Goal: Extract every line of the records below word for word, leaving out the pictures.

Material shown:
-----

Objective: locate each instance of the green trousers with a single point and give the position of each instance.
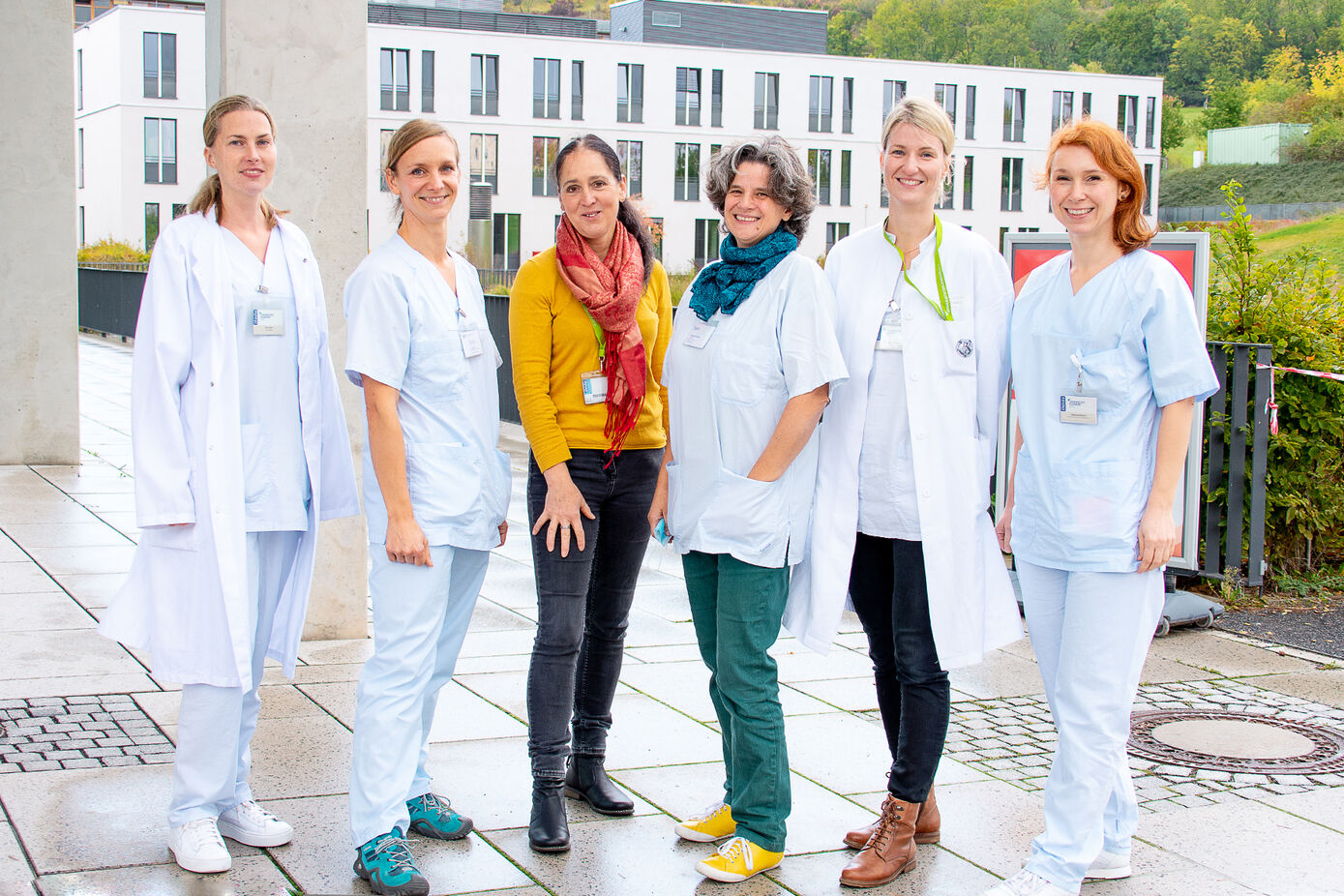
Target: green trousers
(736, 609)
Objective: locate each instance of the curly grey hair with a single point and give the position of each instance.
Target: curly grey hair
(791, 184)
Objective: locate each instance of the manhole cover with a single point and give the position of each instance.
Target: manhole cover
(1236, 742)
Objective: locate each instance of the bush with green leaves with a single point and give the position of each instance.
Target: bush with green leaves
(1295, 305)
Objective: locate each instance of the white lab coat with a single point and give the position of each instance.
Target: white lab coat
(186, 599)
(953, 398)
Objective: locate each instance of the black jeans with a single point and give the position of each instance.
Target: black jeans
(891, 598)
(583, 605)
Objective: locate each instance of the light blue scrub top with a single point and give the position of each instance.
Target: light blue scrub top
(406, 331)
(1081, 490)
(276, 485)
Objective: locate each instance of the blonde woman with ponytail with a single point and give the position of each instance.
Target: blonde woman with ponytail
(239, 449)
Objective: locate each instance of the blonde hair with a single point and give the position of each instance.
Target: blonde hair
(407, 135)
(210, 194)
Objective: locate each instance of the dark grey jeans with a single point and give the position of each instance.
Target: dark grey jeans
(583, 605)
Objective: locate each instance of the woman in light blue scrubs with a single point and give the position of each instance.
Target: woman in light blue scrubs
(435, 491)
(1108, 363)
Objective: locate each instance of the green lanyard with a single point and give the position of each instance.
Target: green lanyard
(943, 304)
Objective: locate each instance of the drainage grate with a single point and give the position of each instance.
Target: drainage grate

-----

Answer for the task:
Objective: locate each instance of the green trousers with a single point and give the position of each instance.
Target: green trousers
(736, 609)
Objective: locate each instance of the curly grey hair with a single point and give the position of each instance.
Target: curly grey hair
(791, 184)
Objective: locate each instance of the manhole cover with a single point and give the position of each instance.
Target: manhole cover
(1236, 742)
Objective: locate each instance of the bush with green leaves with a single point and give the position of each instance.
Target: bush with green leaves
(1295, 305)
Objective: locate each instance of the white lab coat with a single point and give the position of each instance.
Target: white lab coat
(186, 599)
(953, 398)
Objective: locate each instance of the black jeans with a single point and give the position of each instance.
Target: black jeans
(891, 598)
(583, 605)
Objective: locate each instance of the light blue scrub top with a single point and give the position of each instance.
Target: light blue scrub top
(406, 331)
(1081, 490)
(276, 485)
Objective: locate each instance of the blonde woman with ponytail with a single point and give the position of each instance.
Target: blonde woman with ponytail
(239, 449)
Objective: locate each instance of the blonde hair with a single point and give the position of each instance.
Target: blonde hair
(407, 135)
(210, 194)
Objective: locate each instance of the dark grey jeans with a single point and give the position of each instance.
Target: dark grey jeans
(583, 605)
Objective: locate each instance of the woman in light blue scrubs with a single point and give the position of each instance.
Target: woman in light blue scrubs
(435, 491)
(1108, 363)
Objective: locate each instance of the green lanyard with a single point and give the position of each instance.
Target: green lanyard
(943, 304)
Objective: locate each instance of the drainage grate with a single point and give the position of each instance.
Target: drainage grate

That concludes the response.